-- Start of ITEMS --

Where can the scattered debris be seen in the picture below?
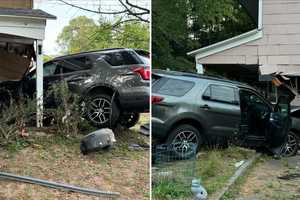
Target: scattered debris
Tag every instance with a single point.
(145, 130)
(236, 175)
(98, 140)
(238, 164)
(64, 187)
(288, 177)
(198, 190)
(138, 147)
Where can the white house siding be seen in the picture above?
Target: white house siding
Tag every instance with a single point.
(280, 44)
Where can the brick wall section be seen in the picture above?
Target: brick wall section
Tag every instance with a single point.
(16, 4)
(280, 44)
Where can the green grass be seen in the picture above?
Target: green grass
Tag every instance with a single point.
(213, 166)
(234, 190)
(57, 157)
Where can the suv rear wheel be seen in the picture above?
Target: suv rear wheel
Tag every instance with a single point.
(99, 108)
(185, 139)
(292, 145)
(129, 120)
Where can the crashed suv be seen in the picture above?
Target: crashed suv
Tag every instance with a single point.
(108, 81)
(195, 109)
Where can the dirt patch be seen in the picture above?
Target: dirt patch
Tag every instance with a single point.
(50, 157)
(263, 182)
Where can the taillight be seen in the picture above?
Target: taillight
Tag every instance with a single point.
(156, 99)
(145, 73)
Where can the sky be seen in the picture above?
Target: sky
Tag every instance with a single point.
(65, 13)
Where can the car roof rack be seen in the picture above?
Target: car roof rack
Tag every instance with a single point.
(200, 76)
(88, 52)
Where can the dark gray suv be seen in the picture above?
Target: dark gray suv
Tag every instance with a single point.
(97, 77)
(189, 108)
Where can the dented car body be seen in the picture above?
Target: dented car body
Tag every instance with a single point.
(189, 108)
(108, 81)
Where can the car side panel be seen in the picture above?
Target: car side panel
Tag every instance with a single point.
(221, 119)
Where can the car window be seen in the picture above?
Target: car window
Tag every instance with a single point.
(122, 58)
(49, 70)
(220, 93)
(173, 87)
(81, 62)
(248, 98)
(64, 68)
(296, 114)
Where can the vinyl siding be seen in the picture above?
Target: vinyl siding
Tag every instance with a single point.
(17, 4)
(280, 43)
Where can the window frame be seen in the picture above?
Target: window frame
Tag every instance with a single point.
(259, 96)
(163, 80)
(235, 90)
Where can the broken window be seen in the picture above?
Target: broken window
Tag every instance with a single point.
(220, 93)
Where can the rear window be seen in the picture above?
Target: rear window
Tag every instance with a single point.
(220, 93)
(296, 114)
(82, 61)
(122, 58)
(172, 87)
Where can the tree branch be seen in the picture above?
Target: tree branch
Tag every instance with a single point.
(93, 11)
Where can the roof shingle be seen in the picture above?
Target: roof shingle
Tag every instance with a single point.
(34, 13)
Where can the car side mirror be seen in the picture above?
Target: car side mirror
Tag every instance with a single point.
(235, 103)
(206, 97)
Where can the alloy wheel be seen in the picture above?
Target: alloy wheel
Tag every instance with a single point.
(99, 110)
(291, 146)
(185, 142)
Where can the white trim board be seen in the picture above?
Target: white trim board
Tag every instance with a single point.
(227, 44)
(232, 42)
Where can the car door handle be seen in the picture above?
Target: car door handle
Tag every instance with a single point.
(205, 107)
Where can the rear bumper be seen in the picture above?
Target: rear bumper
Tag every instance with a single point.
(159, 130)
(135, 99)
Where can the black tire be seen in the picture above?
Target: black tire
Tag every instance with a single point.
(98, 111)
(292, 146)
(184, 149)
(83, 149)
(129, 120)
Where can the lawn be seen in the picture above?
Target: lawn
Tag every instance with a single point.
(57, 158)
(213, 166)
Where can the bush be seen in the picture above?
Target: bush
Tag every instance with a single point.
(13, 119)
(67, 113)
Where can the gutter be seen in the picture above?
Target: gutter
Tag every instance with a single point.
(227, 44)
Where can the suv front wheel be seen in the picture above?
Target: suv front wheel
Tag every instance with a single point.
(129, 120)
(99, 109)
(185, 140)
(292, 145)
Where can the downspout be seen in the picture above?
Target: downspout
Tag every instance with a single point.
(39, 81)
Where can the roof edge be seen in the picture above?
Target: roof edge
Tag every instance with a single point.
(227, 44)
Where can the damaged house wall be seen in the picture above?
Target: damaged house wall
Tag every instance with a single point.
(16, 4)
(273, 47)
(15, 60)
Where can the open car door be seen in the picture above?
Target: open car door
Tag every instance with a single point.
(263, 124)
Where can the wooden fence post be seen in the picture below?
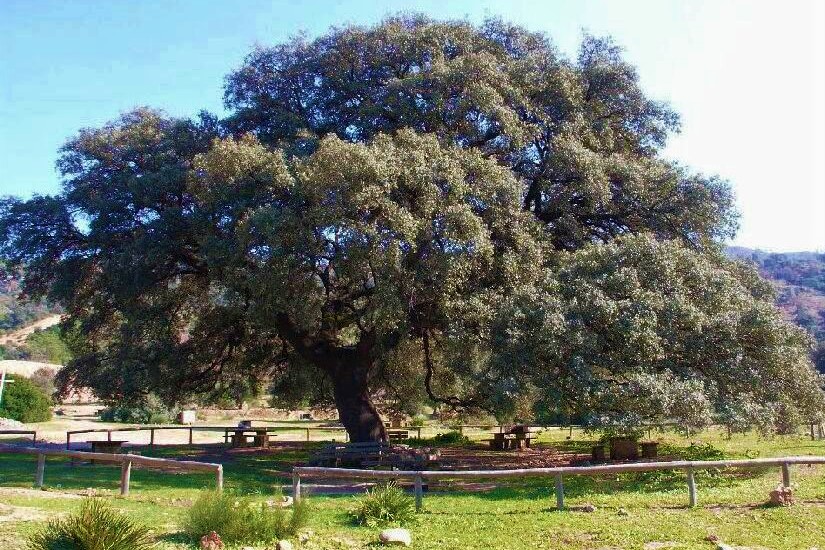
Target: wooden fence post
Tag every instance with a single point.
(419, 493)
(296, 487)
(559, 492)
(41, 467)
(125, 476)
(691, 487)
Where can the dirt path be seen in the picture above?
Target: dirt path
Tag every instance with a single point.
(19, 336)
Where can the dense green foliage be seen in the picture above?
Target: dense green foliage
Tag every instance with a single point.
(25, 401)
(96, 526)
(239, 520)
(433, 212)
(385, 504)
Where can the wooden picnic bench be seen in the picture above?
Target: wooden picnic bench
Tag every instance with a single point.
(517, 437)
(398, 435)
(345, 454)
(239, 437)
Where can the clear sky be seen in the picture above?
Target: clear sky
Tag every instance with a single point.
(748, 78)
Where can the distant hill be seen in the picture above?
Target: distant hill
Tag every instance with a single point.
(799, 278)
(16, 314)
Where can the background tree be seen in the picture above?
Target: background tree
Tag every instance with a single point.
(419, 209)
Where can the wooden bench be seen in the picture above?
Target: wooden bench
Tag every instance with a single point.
(239, 437)
(509, 441)
(337, 454)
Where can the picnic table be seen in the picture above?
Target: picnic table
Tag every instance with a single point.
(517, 437)
(398, 435)
(239, 437)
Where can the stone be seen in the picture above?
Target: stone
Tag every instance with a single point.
(396, 536)
(285, 502)
(187, 417)
(781, 496)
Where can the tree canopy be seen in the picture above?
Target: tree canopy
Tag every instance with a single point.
(418, 210)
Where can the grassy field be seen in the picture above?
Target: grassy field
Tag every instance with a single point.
(632, 511)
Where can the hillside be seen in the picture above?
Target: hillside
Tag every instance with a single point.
(799, 278)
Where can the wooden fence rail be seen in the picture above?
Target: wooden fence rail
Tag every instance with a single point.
(418, 477)
(192, 429)
(125, 460)
(22, 432)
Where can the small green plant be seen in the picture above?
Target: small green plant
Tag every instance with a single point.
(96, 526)
(241, 520)
(385, 504)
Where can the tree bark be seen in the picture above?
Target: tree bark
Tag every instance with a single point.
(355, 409)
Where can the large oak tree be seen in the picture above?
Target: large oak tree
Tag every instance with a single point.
(416, 210)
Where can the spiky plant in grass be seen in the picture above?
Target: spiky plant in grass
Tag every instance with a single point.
(95, 526)
(385, 504)
(240, 520)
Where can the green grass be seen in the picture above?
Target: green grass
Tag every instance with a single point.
(631, 510)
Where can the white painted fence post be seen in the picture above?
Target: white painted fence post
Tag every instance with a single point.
(41, 466)
(419, 493)
(559, 492)
(691, 488)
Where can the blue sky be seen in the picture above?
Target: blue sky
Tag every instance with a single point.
(748, 78)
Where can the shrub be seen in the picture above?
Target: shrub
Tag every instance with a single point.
(240, 520)
(48, 345)
(43, 378)
(149, 410)
(96, 526)
(25, 402)
(385, 504)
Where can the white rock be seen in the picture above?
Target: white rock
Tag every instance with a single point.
(395, 536)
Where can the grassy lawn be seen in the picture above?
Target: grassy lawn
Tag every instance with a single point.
(631, 510)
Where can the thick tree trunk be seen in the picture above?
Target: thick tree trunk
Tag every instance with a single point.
(355, 408)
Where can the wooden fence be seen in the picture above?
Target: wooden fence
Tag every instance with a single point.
(125, 460)
(192, 429)
(418, 477)
(32, 433)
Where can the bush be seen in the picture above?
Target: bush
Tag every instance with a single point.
(240, 520)
(25, 402)
(96, 526)
(149, 410)
(385, 504)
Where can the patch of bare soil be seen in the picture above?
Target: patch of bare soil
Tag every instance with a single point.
(21, 491)
(21, 513)
(479, 457)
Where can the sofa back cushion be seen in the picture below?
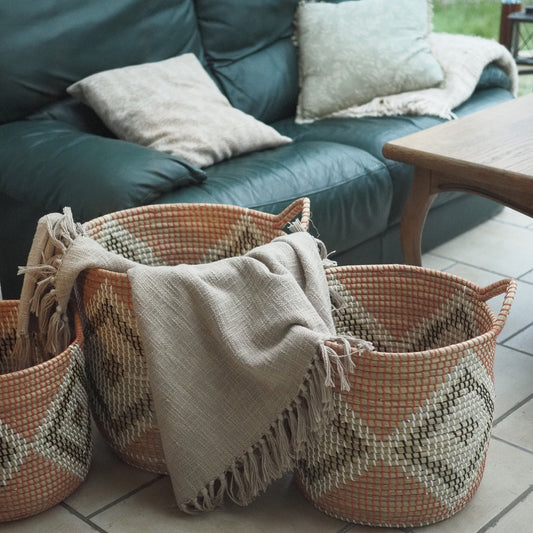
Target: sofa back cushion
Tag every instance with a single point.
(249, 49)
(46, 45)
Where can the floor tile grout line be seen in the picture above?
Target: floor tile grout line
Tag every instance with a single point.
(510, 411)
(346, 528)
(507, 223)
(126, 496)
(477, 267)
(84, 519)
(491, 523)
(509, 347)
(518, 332)
(517, 446)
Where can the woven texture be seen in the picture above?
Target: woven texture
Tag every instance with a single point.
(120, 394)
(45, 434)
(408, 443)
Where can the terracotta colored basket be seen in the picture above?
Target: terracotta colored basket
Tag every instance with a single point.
(170, 234)
(45, 433)
(408, 443)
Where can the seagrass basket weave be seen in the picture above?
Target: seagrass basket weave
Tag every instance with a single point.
(45, 432)
(408, 442)
(169, 234)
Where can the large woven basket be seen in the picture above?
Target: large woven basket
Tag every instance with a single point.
(45, 433)
(120, 395)
(408, 442)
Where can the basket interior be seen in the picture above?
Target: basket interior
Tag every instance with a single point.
(183, 233)
(409, 314)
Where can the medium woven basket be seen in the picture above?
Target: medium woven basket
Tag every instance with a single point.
(408, 442)
(169, 234)
(45, 432)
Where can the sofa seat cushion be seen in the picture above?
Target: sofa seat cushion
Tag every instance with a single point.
(93, 175)
(372, 133)
(350, 190)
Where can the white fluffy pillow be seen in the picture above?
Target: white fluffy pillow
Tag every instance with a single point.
(174, 106)
(352, 52)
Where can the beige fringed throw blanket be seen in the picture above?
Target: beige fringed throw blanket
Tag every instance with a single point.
(239, 371)
(462, 58)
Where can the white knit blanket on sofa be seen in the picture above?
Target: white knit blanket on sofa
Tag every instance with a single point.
(462, 58)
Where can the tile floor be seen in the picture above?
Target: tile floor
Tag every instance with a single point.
(116, 498)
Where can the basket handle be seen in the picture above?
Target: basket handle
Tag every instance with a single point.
(301, 207)
(505, 286)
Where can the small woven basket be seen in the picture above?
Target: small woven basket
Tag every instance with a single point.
(408, 442)
(169, 234)
(45, 432)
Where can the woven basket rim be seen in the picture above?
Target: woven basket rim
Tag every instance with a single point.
(76, 341)
(476, 290)
(179, 207)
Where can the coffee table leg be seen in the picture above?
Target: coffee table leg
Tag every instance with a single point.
(414, 216)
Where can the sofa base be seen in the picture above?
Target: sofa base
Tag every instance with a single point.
(444, 222)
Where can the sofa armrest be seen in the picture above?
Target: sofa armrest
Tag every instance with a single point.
(50, 164)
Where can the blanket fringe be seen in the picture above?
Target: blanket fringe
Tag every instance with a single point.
(43, 329)
(278, 450)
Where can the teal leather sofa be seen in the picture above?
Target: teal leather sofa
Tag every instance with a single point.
(55, 152)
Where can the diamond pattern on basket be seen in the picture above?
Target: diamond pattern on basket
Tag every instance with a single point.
(407, 446)
(169, 234)
(55, 439)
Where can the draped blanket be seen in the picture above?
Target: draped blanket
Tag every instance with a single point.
(238, 368)
(462, 59)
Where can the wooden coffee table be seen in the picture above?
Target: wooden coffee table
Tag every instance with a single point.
(488, 153)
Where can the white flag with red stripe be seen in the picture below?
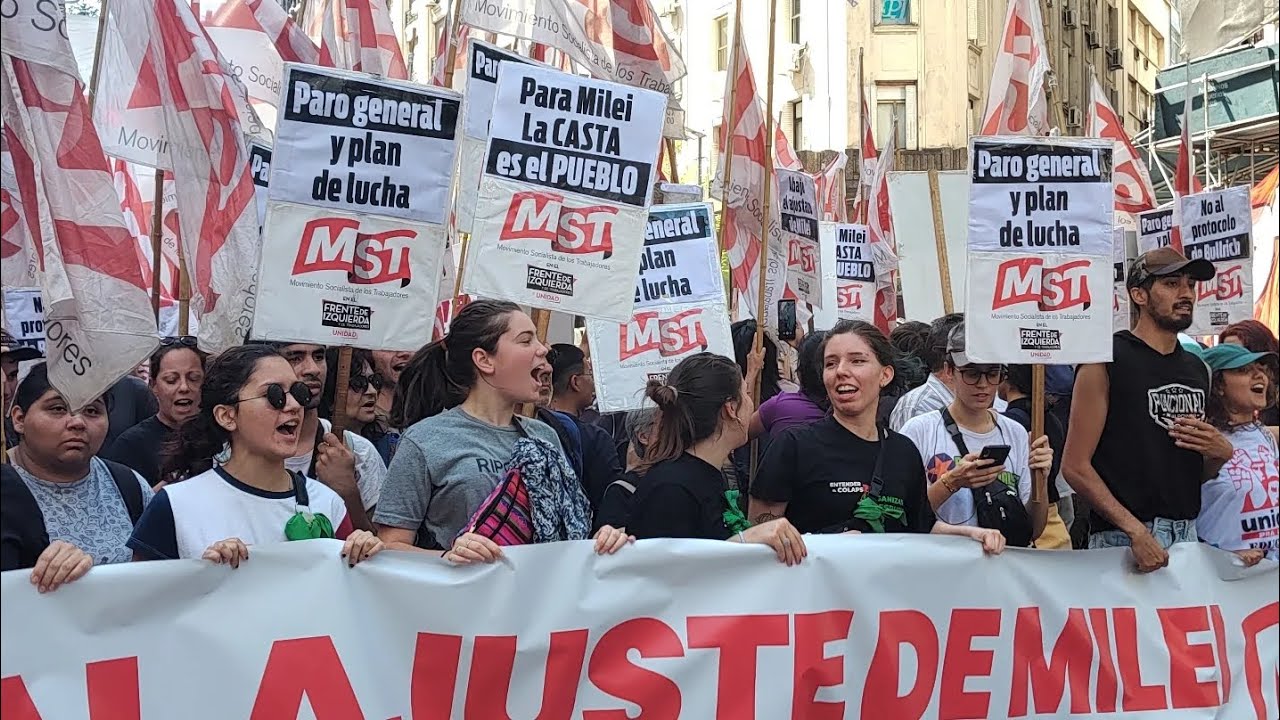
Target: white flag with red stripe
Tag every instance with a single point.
(1016, 103)
(214, 185)
(1134, 192)
(97, 311)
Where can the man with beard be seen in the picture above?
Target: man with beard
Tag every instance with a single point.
(1138, 447)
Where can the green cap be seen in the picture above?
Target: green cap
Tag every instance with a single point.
(1229, 356)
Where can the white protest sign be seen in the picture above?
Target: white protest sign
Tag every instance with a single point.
(855, 270)
(563, 199)
(1217, 227)
(1155, 229)
(348, 141)
(1041, 236)
(798, 205)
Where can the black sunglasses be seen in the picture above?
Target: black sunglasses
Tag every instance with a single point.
(275, 397)
(360, 383)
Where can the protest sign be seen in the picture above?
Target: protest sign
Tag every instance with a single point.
(798, 205)
(661, 629)
(563, 199)
(855, 270)
(679, 308)
(1217, 227)
(1041, 237)
(1155, 229)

-- End of ITEMS --

- TO DO:
Leave the pictures out, and please copy only the lines from the one with "Where can the teal" through the end of the listing.

- EXERCISE SOLUTION:
Where can the teal leather sofa be seen in the picture above?
Target: teal leather sofa
Tag every instance with a single point.
(55, 152)
Where can the diamond pattern on basket be seen in the picture above?
Target: diamond pattern on basket
Tag every instance with a single point.
(407, 446)
(169, 234)
(55, 439)
Where can the draped blanket be seen in the picture above?
Target: draped blanket
Tag every instance with a single point.
(238, 368)
(462, 59)
Where can the wooden coffee table be seen in the picture above?
Target: wooden coffee table
Tag every instance with a single point.
(488, 153)
Where can the white flag with red stripe be seen in the picture below?
Target: white flag with red stripe
Tag every instance with a single point.
(1016, 103)
(214, 185)
(1134, 192)
(97, 311)
Where can the man with beard be seen in the picture above?
Target: man with beard
Tag every instance with a single point.
(1138, 447)
Where can the green cap be seen in the picture above?
Target: green cap
Tag every instance with a single point.
(1229, 356)
Where can the white protest sign be seen in the picture above?
Target: white protest sign
Tag every instance with a single point.
(855, 270)
(563, 199)
(1217, 227)
(1155, 229)
(348, 141)
(1041, 236)
(798, 205)
Where can the black sunglasses be seen in the picture above?
Target: black sunglasses
Tag every instance with a single point.
(275, 397)
(360, 383)
Where can the protest sign be seen in the picture above?
Target: protest sign
Tag every instance with a single point.
(798, 205)
(661, 629)
(563, 199)
(855, 270)
(679, 308)
(1217, 227)
(1041, 237)
(1155, 229)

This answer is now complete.